| Problems to work on |
1. Answer these questions from the post on leash training cats:
(a) What risk does the post say outdoor exercise can help lower for a cat?
(b) Which three treats does it name as examples?
(c) Where does it suggest leaving the leash and harness for the cat to check out?
2. Carry the post on leash training cats forward from its final paragraph.

───── Extract ─────

Thursday, May 14, 2015

Explore the Outdoors: Leash Training Your Cat

How many times has your cat tried to slip out the door? Cats instinctively like to explore, hunt, and hide; and the call of the wild can be all too tempting for your feline friend. So many of us keep our cats strictly indoors, but taking your cat outside to enjoy the sights and smells of nature can help to provide them with much-needed exercise, helping to decrease their risk of becoming overweight.
Leash training your cat is a fantastic way to keep your furry family member safe and secure while they’re outside with you, wherever you may go exploring together.
Oh, but your cat won’t walk on a leash, you say? Well, hang on a minute – let’s take a look at how you can get your feline to not only accept a harness and leash, but learn to enjoy wearing them, too.

Prep Work Before the Leash

First, let’s start with a bit of preparation. Before you head out for a stroll around the block with your cat, you have some work to do inside at home.
  • Any cat that goes outdoors risks picking up contagious viruses. Protect your pet and have them vaccinated against major feline diseases.
  • Buy a harness and leash specifically made for cats. Make sure it’s comfortable and easily adjustable for a good fit – this is especially important, as these furry Houdinis can easily slip out of a too-loose harness! (it’s also why collars don’t work for cats, either)
  • Let your cat check out and sniff the leash and harness – try leaving it lying on the couch or near their food or sleeping area, for a few minutes, several times each day. Each time he shows interest, offer a really tasty, tiny treat, like a bit of tuna, chicken or canned cat food. Soon your kitty will know that the appearance of the leash means good things are going to happen!
  • Before you even try to put the harness on, it’s a good idea to get your cat used to being touched and held – some of our feline friends can be pretty picky about letting us into their personal space! Take a few minutes each day to gently handle your cat from ear tips to tail, picking him up and holding him for a few seconds longer each day. Reward him with praise, petting, and lots of tasty tidbits or a fun play session each time you do this.

───── Supplied material ─────

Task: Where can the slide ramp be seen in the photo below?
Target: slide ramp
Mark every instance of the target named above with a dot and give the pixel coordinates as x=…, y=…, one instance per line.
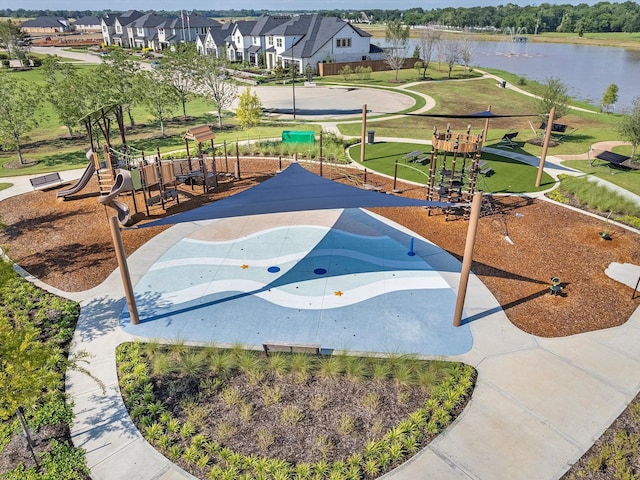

─────

| Answers for each item |
1.
(a) Becoming overweight.
(b) A bit of tuna, chicken, or canned cat food.
(c) On the couch or near the cat's food or sleeping area.

2.
Wearing the Harness and Leash

Now that your cat is used to your touch, it’s time to teach him to tolerate wearing the harness and leash.
  • Unclip the harness straps and drape the harness over your cat’s back, distracting him with something like food, treats or catnip. When your cat is comfortable with this, snap the harness closed while he’s focused on something else. Let your feline walk around and get used to the sensation of wearing the harness, continuing to offer really tasty treats to build a positive association with the new gear in your cat’s mind.
  • Make sure that you adjust the fit of the harness, then take it off after a minute or two. The harness should be quite snug around your cat’s body – you should only be able to slip a finger or two underneath the straps. Practice putting the harness on your cat several times every day, keeping it on your cat for a bit longer each time, and always rewarding him with treats or one-on-one playtime while he’s wearing it.
  • To teach your cat to follow you, snap the leash onto the harness, but leave it dragging on the floor at first. Take a few steps away from your cat and call him to follow you. When kitty catches up to your side, make sure they get lots of praise and their favorite treat (at this point, the tastier, the better). Repeat this until your cat is following you willingly around the house. Now you can pick up the leash!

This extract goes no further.